=== Document ===
☆ ☆ ☆

Henry buried his grief in a study of the Middle Ages as obsessive as Clover’s photography. “For five years, Henry had lived in two times and places, spending winters in contemporary Washington and summers in medieval France. The deeper he delved into the twelfth century, the more he preferred abbots and troubadours to the politicians who crowded his breakfast table.” Craving the simplicity of an earlier time, he wrote: “Progress has much to answer for in depriving weary and broken men and women of their natural end and happiness; but even now I can fancy myself contented in the cloister, and happy in the daily round of duties.” Rationalizing his treatment of Clover in “The Dynamo and the Virgin,” he concluded that the power of the Virgin Mary in the medieval world proved the superiority of woman over the modern machine--a more fastidious version of Clarence King’s preference for primitive Earth mothers over Suffragettes.

King’s life ended in scandal and financial chaos not unlike an S & L crisis. Hay went on to become ambassador to England and secretary of state, suffering psychosomatic ailments all the way. To complete the analogy to our own times, he even had a hostage crisis: the Boxer Rebellion. Henry Adams suffered a stroke after the Age of Technology dealt him a final blow: He had booked passage to Europe on the return trip of the Titanic. Six years later he performed the ultimate act of passivity by dying in his sleep.

☆ ☆ ☆

Object pointing dataset records
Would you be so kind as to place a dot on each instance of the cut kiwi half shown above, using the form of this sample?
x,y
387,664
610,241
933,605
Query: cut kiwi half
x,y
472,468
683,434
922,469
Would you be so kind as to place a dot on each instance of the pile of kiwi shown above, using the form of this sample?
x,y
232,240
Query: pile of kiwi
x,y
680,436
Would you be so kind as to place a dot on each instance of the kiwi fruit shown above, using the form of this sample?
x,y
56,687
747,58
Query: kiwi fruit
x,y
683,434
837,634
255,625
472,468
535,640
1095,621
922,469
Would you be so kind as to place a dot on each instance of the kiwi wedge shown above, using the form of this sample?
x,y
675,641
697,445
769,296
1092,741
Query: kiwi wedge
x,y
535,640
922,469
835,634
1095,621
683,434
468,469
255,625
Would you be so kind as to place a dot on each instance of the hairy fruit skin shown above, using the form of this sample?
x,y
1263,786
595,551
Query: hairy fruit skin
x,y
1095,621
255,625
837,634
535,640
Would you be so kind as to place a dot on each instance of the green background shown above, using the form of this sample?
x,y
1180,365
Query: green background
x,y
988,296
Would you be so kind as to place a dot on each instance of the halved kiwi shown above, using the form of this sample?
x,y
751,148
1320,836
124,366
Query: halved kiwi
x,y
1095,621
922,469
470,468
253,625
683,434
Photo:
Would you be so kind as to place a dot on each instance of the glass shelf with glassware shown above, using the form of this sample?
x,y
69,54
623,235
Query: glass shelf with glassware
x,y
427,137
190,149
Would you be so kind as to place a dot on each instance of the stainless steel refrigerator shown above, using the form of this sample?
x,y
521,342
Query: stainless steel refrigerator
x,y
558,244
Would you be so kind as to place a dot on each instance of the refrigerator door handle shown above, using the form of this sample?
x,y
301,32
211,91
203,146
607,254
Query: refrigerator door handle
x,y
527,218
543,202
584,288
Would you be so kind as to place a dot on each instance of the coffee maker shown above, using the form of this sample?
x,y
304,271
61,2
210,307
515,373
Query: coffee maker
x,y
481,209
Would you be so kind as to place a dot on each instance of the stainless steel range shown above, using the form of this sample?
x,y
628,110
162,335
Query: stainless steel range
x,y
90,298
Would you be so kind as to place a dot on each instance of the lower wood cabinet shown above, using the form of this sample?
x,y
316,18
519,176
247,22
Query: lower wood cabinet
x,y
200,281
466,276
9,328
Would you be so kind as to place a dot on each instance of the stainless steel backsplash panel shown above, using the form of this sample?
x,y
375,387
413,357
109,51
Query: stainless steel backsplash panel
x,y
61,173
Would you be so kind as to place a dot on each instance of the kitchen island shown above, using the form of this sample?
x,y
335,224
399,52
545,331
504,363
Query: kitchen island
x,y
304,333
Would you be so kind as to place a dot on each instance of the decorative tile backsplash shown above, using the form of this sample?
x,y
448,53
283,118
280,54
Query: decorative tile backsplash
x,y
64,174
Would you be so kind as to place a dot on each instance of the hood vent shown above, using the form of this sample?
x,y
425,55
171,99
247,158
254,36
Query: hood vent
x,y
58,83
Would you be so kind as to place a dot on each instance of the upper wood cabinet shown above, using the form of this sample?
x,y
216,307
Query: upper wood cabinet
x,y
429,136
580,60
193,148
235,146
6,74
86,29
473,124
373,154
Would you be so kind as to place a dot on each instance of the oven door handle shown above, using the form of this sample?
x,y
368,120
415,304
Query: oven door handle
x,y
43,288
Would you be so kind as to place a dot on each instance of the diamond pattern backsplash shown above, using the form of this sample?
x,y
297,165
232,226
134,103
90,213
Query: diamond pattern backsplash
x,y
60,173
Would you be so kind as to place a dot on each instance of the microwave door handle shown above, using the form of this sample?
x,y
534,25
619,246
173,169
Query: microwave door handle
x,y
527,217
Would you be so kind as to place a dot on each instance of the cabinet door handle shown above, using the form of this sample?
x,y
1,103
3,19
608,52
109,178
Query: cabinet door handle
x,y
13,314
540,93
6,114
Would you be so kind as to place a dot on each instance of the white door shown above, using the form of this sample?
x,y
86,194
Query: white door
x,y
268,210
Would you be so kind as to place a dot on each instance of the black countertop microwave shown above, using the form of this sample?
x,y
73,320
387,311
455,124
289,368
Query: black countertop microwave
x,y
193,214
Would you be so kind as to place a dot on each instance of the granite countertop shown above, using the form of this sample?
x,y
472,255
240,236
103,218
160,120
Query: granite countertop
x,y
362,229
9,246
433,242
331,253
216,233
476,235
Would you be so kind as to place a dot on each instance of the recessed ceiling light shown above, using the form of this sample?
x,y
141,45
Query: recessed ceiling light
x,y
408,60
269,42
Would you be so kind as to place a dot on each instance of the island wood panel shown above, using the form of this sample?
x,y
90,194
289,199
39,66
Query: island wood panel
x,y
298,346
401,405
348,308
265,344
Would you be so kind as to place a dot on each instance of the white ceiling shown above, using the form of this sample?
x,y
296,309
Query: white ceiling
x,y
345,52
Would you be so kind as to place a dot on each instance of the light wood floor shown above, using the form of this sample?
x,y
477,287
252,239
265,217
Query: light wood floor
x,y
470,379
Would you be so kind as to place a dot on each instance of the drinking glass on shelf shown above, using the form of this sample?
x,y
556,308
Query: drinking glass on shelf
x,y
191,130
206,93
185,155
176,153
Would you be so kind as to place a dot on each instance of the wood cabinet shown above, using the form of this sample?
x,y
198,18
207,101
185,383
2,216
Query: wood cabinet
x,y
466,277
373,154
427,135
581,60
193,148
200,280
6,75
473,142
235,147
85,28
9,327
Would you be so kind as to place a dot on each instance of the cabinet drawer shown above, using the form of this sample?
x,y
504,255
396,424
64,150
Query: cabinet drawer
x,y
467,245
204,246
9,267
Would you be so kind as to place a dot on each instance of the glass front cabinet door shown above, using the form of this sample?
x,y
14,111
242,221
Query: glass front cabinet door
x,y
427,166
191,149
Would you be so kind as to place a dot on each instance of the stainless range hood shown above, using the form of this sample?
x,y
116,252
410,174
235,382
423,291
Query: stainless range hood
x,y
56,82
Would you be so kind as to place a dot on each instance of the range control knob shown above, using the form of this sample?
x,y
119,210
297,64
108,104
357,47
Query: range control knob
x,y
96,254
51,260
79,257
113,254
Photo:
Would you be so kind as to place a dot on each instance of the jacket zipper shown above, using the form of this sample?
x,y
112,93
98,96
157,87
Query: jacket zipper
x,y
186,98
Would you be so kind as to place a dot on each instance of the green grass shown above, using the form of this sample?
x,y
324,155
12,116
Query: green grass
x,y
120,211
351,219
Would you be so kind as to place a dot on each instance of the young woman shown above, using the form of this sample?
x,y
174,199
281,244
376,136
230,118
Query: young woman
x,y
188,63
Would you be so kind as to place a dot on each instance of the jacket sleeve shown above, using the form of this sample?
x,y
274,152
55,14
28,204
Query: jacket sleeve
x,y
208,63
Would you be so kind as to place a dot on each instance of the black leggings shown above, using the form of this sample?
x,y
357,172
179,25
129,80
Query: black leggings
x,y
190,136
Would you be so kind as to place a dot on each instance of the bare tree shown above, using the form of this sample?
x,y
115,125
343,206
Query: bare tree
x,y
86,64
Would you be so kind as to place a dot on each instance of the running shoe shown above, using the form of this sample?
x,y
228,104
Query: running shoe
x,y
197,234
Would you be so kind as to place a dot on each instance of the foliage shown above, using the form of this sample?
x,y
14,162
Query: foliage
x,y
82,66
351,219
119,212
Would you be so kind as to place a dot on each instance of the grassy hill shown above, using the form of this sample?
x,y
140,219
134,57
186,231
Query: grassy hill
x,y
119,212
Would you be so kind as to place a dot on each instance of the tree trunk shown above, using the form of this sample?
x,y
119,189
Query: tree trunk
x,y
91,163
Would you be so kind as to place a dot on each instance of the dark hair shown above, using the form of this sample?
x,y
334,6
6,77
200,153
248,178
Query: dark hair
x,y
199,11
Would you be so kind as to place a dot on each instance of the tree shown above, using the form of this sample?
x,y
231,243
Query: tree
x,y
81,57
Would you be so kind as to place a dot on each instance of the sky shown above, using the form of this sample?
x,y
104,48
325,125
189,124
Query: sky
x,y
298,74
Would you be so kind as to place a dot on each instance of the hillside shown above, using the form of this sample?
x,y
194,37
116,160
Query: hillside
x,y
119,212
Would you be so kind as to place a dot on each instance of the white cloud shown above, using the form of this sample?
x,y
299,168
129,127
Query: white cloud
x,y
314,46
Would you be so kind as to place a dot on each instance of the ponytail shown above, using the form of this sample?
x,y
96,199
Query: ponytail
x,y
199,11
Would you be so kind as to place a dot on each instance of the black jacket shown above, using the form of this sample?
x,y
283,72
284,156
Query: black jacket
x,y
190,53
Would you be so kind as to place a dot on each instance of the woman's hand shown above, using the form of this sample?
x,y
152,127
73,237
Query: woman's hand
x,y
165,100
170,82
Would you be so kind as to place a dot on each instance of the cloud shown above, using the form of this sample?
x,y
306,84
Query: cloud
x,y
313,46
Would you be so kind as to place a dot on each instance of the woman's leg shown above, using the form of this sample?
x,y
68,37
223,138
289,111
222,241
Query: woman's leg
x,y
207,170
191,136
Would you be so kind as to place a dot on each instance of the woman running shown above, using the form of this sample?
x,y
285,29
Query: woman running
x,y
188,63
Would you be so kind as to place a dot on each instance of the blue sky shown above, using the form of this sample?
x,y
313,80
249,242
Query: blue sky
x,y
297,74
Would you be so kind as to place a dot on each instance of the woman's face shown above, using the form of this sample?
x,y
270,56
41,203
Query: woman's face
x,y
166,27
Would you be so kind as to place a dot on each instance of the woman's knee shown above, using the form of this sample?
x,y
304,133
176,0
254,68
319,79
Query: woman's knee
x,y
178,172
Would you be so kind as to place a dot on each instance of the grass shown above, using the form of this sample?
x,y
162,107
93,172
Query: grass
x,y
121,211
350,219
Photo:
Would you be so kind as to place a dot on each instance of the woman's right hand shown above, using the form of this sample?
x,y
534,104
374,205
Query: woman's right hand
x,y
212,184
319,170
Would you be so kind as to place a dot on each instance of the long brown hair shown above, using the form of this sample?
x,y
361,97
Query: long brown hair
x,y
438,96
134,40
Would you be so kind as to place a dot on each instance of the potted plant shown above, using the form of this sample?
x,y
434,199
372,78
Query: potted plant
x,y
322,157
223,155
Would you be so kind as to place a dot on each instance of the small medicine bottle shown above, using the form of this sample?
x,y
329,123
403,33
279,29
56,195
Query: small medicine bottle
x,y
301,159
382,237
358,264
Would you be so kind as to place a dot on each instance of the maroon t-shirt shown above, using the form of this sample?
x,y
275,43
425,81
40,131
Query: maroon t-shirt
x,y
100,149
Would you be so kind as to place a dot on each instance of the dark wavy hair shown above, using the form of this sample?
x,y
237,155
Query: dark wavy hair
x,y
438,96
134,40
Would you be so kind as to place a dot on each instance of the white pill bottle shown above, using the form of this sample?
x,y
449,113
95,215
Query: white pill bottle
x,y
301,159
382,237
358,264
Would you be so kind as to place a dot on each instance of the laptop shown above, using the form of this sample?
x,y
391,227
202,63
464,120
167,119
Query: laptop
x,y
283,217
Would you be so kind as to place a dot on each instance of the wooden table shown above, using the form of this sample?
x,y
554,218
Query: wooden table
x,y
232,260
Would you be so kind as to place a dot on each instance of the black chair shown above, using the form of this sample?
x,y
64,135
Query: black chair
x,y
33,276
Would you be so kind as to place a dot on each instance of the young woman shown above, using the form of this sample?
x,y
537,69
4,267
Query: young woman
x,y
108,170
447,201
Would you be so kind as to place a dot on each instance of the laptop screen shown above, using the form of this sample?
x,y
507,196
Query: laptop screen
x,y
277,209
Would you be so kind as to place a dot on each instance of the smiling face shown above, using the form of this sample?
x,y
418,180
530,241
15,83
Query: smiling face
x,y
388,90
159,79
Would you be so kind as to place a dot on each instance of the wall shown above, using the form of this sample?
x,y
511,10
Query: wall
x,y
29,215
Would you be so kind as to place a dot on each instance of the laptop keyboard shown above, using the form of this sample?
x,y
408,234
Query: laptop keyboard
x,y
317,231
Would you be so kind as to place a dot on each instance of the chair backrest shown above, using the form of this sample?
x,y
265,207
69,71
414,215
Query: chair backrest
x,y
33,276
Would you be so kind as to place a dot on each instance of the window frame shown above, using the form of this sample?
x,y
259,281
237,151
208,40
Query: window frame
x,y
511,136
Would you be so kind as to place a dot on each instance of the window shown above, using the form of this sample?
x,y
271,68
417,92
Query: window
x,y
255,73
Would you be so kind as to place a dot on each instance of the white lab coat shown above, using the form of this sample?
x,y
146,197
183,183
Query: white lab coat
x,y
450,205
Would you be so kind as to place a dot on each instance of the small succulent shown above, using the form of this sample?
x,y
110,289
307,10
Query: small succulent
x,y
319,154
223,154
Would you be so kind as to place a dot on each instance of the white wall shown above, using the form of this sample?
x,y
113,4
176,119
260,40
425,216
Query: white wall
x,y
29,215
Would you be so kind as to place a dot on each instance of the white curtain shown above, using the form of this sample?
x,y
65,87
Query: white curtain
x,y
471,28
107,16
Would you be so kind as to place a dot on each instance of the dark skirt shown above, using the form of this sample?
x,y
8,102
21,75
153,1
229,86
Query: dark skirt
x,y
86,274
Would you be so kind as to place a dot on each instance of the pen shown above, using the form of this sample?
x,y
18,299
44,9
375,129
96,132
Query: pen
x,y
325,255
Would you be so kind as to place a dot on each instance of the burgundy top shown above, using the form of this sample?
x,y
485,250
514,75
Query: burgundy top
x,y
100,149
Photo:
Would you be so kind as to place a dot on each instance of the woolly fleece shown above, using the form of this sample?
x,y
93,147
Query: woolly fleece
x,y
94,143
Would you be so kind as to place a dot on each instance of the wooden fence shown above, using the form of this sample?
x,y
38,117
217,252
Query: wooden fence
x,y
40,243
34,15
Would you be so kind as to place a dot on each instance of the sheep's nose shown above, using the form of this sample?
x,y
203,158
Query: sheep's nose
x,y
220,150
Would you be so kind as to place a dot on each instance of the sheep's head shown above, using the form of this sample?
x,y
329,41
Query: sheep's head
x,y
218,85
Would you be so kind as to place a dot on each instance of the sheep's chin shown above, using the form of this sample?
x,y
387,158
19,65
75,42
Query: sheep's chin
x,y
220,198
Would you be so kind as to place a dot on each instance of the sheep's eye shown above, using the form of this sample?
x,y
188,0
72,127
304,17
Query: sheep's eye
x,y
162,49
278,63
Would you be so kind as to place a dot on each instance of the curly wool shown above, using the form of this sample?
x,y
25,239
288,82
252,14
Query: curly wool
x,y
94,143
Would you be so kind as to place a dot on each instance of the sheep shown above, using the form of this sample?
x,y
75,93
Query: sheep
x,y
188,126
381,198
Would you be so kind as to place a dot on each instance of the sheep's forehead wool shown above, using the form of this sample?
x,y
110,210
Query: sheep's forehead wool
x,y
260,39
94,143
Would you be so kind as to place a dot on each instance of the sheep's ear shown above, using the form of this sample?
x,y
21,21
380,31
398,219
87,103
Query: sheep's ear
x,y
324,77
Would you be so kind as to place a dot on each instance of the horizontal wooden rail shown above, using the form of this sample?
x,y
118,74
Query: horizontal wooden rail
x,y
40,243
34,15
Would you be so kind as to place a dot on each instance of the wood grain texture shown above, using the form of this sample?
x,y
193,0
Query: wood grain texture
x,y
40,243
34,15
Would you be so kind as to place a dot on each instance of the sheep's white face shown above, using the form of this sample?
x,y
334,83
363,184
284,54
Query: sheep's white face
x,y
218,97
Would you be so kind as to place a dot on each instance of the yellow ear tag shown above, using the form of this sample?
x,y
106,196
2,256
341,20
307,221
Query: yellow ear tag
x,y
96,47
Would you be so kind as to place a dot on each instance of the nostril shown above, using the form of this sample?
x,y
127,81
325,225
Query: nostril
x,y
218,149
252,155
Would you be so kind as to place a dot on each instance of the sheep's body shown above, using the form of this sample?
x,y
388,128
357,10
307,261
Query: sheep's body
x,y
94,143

☆ ☆ ☆

=== Tasks and exercises ===
1. Quote the Henry Adams passage starting at "King’s life ended" and ending at "in his sleep.".
2. How many lines of the records contain the string "hillside"? Give only the number.

=== Results for the exercise ===
1.
King’s life ended in scandal and financial chaos not unlike an S & L crisis. Hay went on to become ambassador to England and secretary of state, suffering psychosomatic ailments all the way. To complete the analogy to our own times, he even had a hostage crisis: the Boxer Rebellion. Henry Adams suffered a stroke after the Age of Technology dealt him a final blow: He had booked passage to Europe on the return trip of the Titanic. Six years later he performed the ultimate act of passivity by dying in his sleep.

2. 2